Mas o utilitarismo rejeita dogmas que, na prática também nunca são respeitados qualquer conjunto de valores que se estabeleçam.

Exemplo: "a vida humana não é negociável", "a vida humana tem um valor infinito".
São frases comuns e popularmente aceites, e até uma pedra basilar da ética cristã.
Curiosamente ninguém as leva a sério: alguma destas pessoas condena os "assassinos" aliados que durante a 2ª guerra mataram soldados nazis? Não, e ainda bem!
Se a vida humana tivesse um valor "infinito", teríamos de aumentar os impostos para triplicar o número de nadadores slavadores, ou triplicar certos sinais de trânsito, etc... Nunca chegaria!

O mesmo se passa com a Liberdade: neste mesmo blogue li uns artigos interessantes sobre as "causas do terrorismo". Nele se fala em, em certos casos específicos, comprometer liberdades individuais em prol do combate ao terrorismo.
Mesmo que o JLP discorde do texto e ache que a situação actualmente não justifica esse compromisso, certamente pode imaginar situações em que isso não seja assim, e estaria disposto a ceder.

Valores absolutos não fazem sentido, a não ser o do utilitarismo: o bem. Todos os outros são apenas meios de maximizar este.

E a forma como os gerimos deve ser racional: devemos discutir racionalmente os valores éticos que maximizam o bem. É nisso que o utilitarismo consiste.



«o estado que implementa essas estratégias de optimização e que detém o monopólio da força terá que estabelecer juízos de bem e de mal ou de "moral dominante" para poder operar»

O livro que li sobre utilitarismo (do Jonh Stwart Mill) não fala em estado.
(No último capítulo fala de justiça, mas também não diz nada disso).

O utilitarismo diz que se deve procurar aquilo que mais favorece a sociedade.

Será que o que mais favorece a sociedade é ser o estado a implementar essas estratégias? Se sim, então o utilitarismo seria favorável a isso. Alguns socialistas poderiam dizer que sim.

§ §

**O pedido:** Indique se cada afirmação concorda com o excerto, respondendo sim ou não e citando as palavras exatas do excerto que o decidem: (a) o único valor absoluto que faz sentido é o bem; (b) o livro sobre utilitarismo que quem escreve leu fala do estado; (c) as pessoas que repetem essas frases condenam os aliados que mataram soldados nazis na 2ª guerra. Os dados não têm qualquer relação com o excerto.

§ §

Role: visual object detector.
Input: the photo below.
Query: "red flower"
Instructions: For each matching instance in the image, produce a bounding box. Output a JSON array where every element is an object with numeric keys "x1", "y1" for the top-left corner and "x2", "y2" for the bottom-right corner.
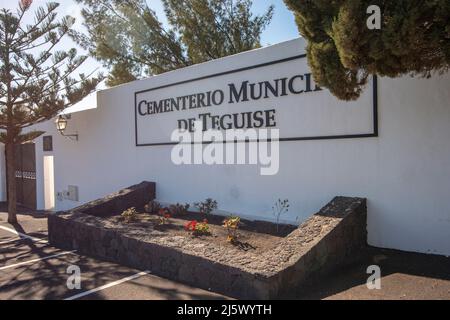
[
  {"x1": 184, "y1": 220, "x2": 197, "y2": 231},
  {"x1": 20, "y1": 0, "x2": 33, "y2": 10}
]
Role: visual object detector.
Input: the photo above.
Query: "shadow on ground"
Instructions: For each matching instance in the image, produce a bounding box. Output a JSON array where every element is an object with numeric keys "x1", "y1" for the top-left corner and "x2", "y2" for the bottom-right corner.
[{"x1": 287, "y1": 247, "x2": 450, "y2": 300}]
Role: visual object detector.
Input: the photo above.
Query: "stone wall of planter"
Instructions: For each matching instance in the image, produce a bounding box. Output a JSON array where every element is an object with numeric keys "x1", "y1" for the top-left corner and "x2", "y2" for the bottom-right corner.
[{"x1": 48, "y1": 182, "x2": 367, "y2": 299}]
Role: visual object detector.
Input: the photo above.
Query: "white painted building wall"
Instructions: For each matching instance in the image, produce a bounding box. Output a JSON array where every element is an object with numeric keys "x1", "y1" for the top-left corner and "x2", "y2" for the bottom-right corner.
[
  {"x1": 0, "y1": 143, "x2": 6, "y2": 201},
  {"x1": 4, "y1": 39, "x2": 450, "y2": 255}
]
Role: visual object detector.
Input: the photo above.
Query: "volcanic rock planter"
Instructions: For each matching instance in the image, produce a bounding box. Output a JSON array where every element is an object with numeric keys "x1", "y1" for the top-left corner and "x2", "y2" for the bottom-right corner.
[{"x1": 48, "y1": 182, "x2": 367, "y2": 299}]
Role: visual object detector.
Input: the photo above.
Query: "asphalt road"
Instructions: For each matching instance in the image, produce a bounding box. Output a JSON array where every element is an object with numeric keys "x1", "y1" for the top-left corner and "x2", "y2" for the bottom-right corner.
[
  {"x1": 0, "y1": 205, "x2": 450, "y2": 300},
  {"x1": 0, "y1": 213, "x2": 230, "y2": 300}
]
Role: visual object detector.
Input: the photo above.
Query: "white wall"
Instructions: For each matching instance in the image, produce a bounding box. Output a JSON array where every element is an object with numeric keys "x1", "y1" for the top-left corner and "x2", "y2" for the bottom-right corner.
[
  {"x1": 0, "y1": 143, "x2": 6, "y2": 201},
  {"x1": 29, "y1": 39, "x2": 450, "y2": 255}
]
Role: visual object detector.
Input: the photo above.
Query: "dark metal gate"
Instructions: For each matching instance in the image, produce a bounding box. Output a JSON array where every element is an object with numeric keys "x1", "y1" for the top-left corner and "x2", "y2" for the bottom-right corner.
[{"x1": 15, "y1": 143, "x2": 36, "y2": 210}]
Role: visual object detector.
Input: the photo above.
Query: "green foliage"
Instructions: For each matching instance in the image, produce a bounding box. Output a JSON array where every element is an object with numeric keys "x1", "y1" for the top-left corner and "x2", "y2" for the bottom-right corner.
[
  {"x1": 184, "y1": 219, "x2": 211, "y2": 237},
  {"x1": 0, "y1": 0, "x2": 102, "y2": 223},
  {"x1": 0, "y1": 1, "x2": 100, "y2": 135},
  {"x1": 120, "y1": 207, "x2": 138, "y2": 223},
  {"x1": 223, "y1": 216, "x2": 241, "y2": 243},
  {"x1": 194, "y1": 198, "x2": 217, "y2": 215},
  {"x1": 144, "y1": 200, "x2": 162, "y2": 213},
  {"x1": 285, "y1": 0, "x2": 450, "y2": 100},
  {"x1": 272, "y1": 199, "x2": 290, "y2": 232},
  {"x1": 169, "y1": 203, "x2": 190, "y2": 216},
  {"x1": 72, "y1": 0, "x2": 273, "y2": 86}
]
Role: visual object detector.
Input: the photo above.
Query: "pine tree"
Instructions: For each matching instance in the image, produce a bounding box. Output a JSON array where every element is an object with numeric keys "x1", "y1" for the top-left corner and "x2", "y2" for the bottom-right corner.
[
  {"x1": 285, "y1": 0, "x2": 450, "y2": 100},
  {"x1": 72, "y1": 0, "x2": 273, "y2": 86},
  {"x1": 0, "y1": 0, "x2": 101, "y2": 223}
]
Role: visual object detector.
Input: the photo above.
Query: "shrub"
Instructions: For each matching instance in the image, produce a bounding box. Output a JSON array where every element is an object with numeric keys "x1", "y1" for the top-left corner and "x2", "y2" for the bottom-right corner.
[
  {"x1": 184, "y1": 219, "x2": 211, "y2": 237},
  {"x1": 144, "y1": 200, "x2": 162, "y2": 213},
  {"x1": 223, "y1": 216, "x2": 241, "y2": 243},
  {"x1": 158, "y1": 208, "x2": 172, "y2": 225},
  {"x1": 120, "y1": 207, "x2": 138, "y2": 223},
  {"x1": 272, "y1": 199, "x2": 289, "y2": 233},
  {"x1": 169, "y1": 203, "x2": 190, "y2": 216},
  {"x1": 194, "y1": 198, "x2": 217, "y2": 215}
]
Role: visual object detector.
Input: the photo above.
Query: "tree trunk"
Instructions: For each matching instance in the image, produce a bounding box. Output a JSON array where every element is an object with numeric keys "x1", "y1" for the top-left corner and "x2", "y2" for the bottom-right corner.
[{"x1": 5, "y1": 141, "x2": 17, "y2": 224}]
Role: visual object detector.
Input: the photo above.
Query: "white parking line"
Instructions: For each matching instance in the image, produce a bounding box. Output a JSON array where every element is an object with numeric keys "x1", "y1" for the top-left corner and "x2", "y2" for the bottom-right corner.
[
  {"x1": 0, "y1": 238, "x2": 22, "y2": 244},
  {"x1": 0, "y1": 226, "x2": 48, "y2": 243},
  {"x1": 64, "y1": 271, "x2": 150, "y2": 300},
  {"x1": 0, "y1": 250, "x2": 76, "y2": 271}
]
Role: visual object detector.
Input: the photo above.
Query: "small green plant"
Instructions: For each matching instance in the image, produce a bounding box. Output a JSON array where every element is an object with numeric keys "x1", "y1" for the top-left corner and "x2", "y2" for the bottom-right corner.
[
  {"x1": 194, "y1": 198, "x2": 217, "y2": 215},
  {"x1": 169, "y1": 203, "x2": 190, "y2": 216},
  {"x1": 120, "y1": 207, "x2": 138, "y2": 223},
  {"x1": 158, "y1": 208, "x2": 172, "y2": 225},
  {"x1": 272, "y1": 199, "x2": 289, "y2": 233},
  {"x1": 144, "y1": 200, "x2": 162, "y2": 213},
  {"x1": 223, "y1": 216, "x2": 241, "y2": 243},
  {"x1": 184, "y1": 219, "x2": 211, "y2": 237}
]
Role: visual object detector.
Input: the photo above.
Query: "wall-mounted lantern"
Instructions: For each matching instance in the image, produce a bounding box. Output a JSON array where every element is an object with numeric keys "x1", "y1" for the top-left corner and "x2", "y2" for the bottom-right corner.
[{"x1": 55, "y1": 115, "x2": 78, "y2": 141}]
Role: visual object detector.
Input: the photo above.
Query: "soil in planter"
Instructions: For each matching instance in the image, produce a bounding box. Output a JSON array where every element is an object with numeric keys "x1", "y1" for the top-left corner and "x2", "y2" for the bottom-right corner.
[{"x1": 106, "y1": 212, "x2": 296, "y2": 253}]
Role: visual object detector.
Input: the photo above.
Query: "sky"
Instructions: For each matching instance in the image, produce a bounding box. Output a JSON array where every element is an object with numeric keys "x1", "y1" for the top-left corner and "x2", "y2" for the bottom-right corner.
[{"x1": 0, "y1": 0, "x2": 299, "y2": 110}]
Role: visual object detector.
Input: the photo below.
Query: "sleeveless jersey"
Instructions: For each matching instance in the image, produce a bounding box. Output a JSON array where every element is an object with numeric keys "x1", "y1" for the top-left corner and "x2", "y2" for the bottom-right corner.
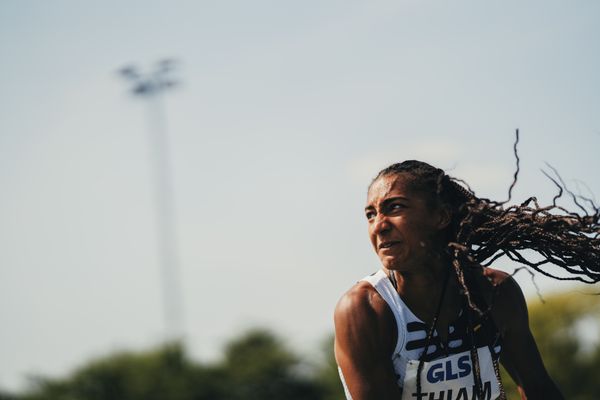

§ §

**Resposta ao exercício:**
(a) Sim: «Valores absolutos não fazem sentido, a não ser o do utilitarismo: o bem.»
(b) Não: «não fala em estado».
(c) Não: «Não, e ainda bem!»